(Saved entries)
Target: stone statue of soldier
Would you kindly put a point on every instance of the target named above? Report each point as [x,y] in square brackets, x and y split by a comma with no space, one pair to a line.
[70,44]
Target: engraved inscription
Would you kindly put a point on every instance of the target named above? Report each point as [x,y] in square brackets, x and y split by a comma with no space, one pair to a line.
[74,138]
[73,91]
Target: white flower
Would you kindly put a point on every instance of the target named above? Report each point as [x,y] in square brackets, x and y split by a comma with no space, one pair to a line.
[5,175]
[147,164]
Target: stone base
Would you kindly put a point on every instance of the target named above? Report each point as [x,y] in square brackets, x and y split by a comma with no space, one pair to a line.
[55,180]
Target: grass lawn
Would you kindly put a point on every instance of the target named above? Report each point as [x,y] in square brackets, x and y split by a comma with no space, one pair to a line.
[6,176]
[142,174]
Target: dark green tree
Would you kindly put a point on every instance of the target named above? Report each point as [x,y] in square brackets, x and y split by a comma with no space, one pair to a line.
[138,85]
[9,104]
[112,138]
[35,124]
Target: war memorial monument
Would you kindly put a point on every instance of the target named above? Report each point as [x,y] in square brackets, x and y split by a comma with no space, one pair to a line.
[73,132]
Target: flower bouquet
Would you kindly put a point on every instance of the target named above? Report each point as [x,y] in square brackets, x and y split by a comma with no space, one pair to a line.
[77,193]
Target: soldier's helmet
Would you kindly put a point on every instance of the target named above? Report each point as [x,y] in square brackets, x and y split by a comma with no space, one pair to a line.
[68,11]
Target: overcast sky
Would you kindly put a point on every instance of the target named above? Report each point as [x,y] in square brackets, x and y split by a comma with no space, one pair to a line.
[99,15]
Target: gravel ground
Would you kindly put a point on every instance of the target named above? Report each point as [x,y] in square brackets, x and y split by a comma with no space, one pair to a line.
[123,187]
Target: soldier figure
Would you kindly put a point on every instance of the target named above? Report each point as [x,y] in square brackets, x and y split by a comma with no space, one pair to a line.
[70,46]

Required action: Each of the records is to be repeated word for word.

Reply:
Target: stone statue of soldier
Would you kindly put a point on every instance of the target named above? Report each point as [x,y] in square brackets, x and y split by a comma with no space, one pair to a line.
[70,44]
Target: engraved inscription
Would you kindly put a point on every instance of the target named above? Report each point as [x,y] in square brackets, x and y split by a comma with no space, one pair to a line.
[74,138]
[73,91]
Target: white flower
Would you kindly put a point on every instance of the target named above? Report each point as [x,y] in square brackets, x and y split by a comma with no space, one pair to a line.
[5,175]
[147,164]
Target: stone base
Would you kindly put a point on every instance of the target named above? Report each point as [x,y] in square brackets, x and y split by a comma with no space, one pair to a line.
[55,180]
Target: grass lawn
Would you kindly put a point on every instance of the target named above? Report each point as [x,y] in square brackets, x and y split by a comma with no space, one pair to a line.
[6,176]
[142,174]
Target: dark green tree
Would you kindly put a point on every instance of the target named above? Report each point as [x,y] in square brackets, x and y split by a comma with no space, one pair to a line.
[138,85]
[9,104]
[112,138]
[35,124]
Target: war memorial monument
Would you kindly put a point on every instance of the target named above? Report each point as [x,y] in square brackets, x and y split by a comma with no space, one pair to a line.
[73,132]
Target: flower bouquet
Would you kindly put a point on every instance of the target named above? Report each point as [x,y] in square brackets, x and y split by a comma with no space, one pair to a line.
[77,193]
Target: soldier's helmet
Would you kindly put a point on every instance of the target named above? Report each point as [x,y] in square brackets, x and y split by a comma with no space, one pair to a line.
[68,11]
Target: overcast sky
Would you kindly put a point on every instance of the target named above? Report each point as [x,y] in square brackets, x and y split by a comma with no space, one pair to a line.
[99,15]
Target: gravel ground
Would you kindly put a point on every instance of the target named above? Report each point as [x,y] in square brackets, x and y split by a comma with no space, one pair to a line.
[123,187]
Target: soldier figure
Would you kindly put a point on every instance of the target named above? Report each point as [x,y] in square brackets, x and y split by a comma with no space, one pair to a line.
[70,46]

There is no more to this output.